┌──
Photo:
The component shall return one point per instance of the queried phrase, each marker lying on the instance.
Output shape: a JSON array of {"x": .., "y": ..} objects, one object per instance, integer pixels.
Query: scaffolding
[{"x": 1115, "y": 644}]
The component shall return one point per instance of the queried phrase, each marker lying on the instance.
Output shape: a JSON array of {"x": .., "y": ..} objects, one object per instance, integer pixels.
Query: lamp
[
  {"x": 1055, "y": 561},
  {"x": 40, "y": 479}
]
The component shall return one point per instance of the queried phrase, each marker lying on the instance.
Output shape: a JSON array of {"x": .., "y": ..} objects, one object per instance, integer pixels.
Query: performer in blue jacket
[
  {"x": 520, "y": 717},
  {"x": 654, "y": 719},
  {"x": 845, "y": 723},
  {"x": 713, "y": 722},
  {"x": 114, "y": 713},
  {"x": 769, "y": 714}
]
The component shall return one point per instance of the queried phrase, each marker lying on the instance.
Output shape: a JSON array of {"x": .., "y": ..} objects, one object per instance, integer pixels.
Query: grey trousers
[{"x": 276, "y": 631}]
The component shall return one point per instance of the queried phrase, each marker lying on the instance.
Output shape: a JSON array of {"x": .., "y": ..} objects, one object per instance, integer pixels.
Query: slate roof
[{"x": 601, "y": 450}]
└──
• [PROBLEM DESCRIPTION] Reproduce the data shown above exactly.

• [EXERCISE ANSWER]
Photo:
The component shall return one point per instance of the queried phrase, each marker lying on the instance.
Output shape: a JSON array of {"x": .., "y": ..} objects, one object per instance, integer pixels.
Query: scaffolding
[{"x": 1115, "y": 644}]
The component shall return one point per instance of the queried phrase, each marker lying on the instance.
Output shape: a JSON array of {"x": .., "y": ..} objects, one object per instance, integer pixels.
Query: lamp
[
  {"x": 1055, "y": 561},
  {"x": 40, "y": 479}
]
The component shall return one point per instance of the queried phrase, each marker lying on the instance.
Output shape: a JSON array of {"x": .., "y": ..} objects, one object per instance, integer pixels.
Query: performer in blue jacket
[
  {"x": 520, "y": 717},
  {"x": 654, "y": 719},
  {"x": 845, "y": 723},
  {"x": 713, "y": 722},
  {"x": 114, "y": 713},
  {"x": 769, "y": 714}
]
The component shall return one point per instance of the queried phrase, each marker lying on the instance.
Output shape: a JSON array of {"x": .., "y": ..} objects, one object per instance, integer pixels.
Query: grey trousers
[{"x": 276, "y": 631}]
The component shall return one point per instance of the queried phrase, each marker lying on the instance.
Output shape: a JSON array of {"x": .., "y": ..} objects, one object per instance, integer pixels.
Query: slate roof
[{"x": 601, "y": 450}]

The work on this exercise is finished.